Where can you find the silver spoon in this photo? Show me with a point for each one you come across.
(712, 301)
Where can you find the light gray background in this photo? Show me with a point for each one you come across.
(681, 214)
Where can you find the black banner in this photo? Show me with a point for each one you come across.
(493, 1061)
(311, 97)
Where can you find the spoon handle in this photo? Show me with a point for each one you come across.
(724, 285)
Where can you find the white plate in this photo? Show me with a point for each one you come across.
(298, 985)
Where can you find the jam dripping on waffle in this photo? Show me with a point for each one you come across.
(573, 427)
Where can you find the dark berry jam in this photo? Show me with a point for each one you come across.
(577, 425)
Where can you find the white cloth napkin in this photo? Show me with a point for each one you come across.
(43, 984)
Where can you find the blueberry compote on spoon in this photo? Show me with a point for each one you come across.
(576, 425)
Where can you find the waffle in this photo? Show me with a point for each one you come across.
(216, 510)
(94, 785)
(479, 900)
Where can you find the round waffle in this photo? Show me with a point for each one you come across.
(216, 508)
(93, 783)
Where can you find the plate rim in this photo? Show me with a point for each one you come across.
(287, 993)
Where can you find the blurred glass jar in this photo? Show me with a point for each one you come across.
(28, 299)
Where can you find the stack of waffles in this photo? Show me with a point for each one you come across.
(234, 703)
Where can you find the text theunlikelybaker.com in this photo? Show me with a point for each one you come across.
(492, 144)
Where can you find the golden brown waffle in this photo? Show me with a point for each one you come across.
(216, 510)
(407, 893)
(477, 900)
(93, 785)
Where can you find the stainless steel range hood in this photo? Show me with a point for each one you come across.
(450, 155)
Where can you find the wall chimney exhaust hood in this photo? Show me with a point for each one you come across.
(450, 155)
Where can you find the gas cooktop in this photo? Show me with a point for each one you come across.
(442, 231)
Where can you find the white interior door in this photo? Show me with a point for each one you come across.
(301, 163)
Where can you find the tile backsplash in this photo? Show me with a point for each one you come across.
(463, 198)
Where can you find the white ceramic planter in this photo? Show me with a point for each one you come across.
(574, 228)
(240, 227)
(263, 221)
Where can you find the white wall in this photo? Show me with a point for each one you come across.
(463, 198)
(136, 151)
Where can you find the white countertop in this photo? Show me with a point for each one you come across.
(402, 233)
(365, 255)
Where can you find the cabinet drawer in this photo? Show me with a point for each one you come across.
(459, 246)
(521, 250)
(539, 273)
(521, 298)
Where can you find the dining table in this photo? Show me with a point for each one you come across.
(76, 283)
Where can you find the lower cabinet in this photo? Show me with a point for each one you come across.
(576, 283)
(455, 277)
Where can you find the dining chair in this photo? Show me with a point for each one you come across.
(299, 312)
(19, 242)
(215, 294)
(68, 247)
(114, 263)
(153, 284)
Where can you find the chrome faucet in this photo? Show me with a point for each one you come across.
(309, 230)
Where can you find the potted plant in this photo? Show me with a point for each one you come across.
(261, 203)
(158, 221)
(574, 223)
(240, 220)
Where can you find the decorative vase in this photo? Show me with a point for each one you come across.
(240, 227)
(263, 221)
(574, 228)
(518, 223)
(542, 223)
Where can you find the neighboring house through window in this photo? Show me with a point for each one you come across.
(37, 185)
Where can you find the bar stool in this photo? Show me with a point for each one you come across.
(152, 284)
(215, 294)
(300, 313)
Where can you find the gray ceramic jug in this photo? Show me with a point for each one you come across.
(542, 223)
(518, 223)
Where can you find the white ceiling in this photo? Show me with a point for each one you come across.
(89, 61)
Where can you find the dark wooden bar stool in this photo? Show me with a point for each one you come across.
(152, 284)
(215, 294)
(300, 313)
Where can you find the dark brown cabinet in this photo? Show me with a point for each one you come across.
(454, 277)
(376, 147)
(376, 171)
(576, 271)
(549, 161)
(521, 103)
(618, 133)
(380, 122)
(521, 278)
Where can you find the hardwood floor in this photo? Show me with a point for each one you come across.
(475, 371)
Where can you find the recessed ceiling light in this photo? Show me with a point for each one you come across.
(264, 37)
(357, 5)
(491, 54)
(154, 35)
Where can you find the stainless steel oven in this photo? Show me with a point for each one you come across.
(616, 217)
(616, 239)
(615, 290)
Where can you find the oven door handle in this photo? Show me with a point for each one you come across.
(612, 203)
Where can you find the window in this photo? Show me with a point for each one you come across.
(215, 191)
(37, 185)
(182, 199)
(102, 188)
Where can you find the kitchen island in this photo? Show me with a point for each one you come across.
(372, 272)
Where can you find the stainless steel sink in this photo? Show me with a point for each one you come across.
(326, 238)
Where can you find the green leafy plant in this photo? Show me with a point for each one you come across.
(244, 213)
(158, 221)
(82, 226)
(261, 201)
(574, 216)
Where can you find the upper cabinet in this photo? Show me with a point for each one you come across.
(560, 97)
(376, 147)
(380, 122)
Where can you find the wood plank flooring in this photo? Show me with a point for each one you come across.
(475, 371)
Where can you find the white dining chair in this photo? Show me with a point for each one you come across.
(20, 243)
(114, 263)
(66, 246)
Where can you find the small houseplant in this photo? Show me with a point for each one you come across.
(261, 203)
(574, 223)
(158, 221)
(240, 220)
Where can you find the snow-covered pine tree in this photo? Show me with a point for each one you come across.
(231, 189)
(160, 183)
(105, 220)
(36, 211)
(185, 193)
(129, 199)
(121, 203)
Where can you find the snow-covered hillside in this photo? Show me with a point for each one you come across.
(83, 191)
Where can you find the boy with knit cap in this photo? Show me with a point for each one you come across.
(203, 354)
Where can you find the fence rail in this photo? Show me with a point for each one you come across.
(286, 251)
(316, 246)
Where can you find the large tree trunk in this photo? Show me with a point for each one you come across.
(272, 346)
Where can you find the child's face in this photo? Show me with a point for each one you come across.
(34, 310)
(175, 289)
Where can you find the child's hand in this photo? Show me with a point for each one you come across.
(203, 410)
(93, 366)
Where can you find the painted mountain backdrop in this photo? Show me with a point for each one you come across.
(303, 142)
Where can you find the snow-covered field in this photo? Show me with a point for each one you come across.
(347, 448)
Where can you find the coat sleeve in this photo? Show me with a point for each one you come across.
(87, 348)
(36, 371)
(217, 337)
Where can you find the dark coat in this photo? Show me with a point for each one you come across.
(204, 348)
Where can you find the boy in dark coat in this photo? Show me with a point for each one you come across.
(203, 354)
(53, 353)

### DESCRIPTION OF THE TASK
Copy everything from the line containing "Where can you find the snow-covered field" down through the last line of the material above, word for word, including both ends.

### ANSWER TO THIS TASK
Where can you find the snow-covered field in this photo? Show me with a point for each one you come across.
(347, 448)
Where can you find the coat sleeve in this photo? Show me with a point for each one you come across.
(87, 348)
(36, 371)
(217, 337)
Where can you find the dark coat in this photo? Show me with a point for each one you come across.
(204, 348)
Where can you find the boy in dark coat in this photo? Show me with a point for each one you come across.
(203, 354)
(53, 353)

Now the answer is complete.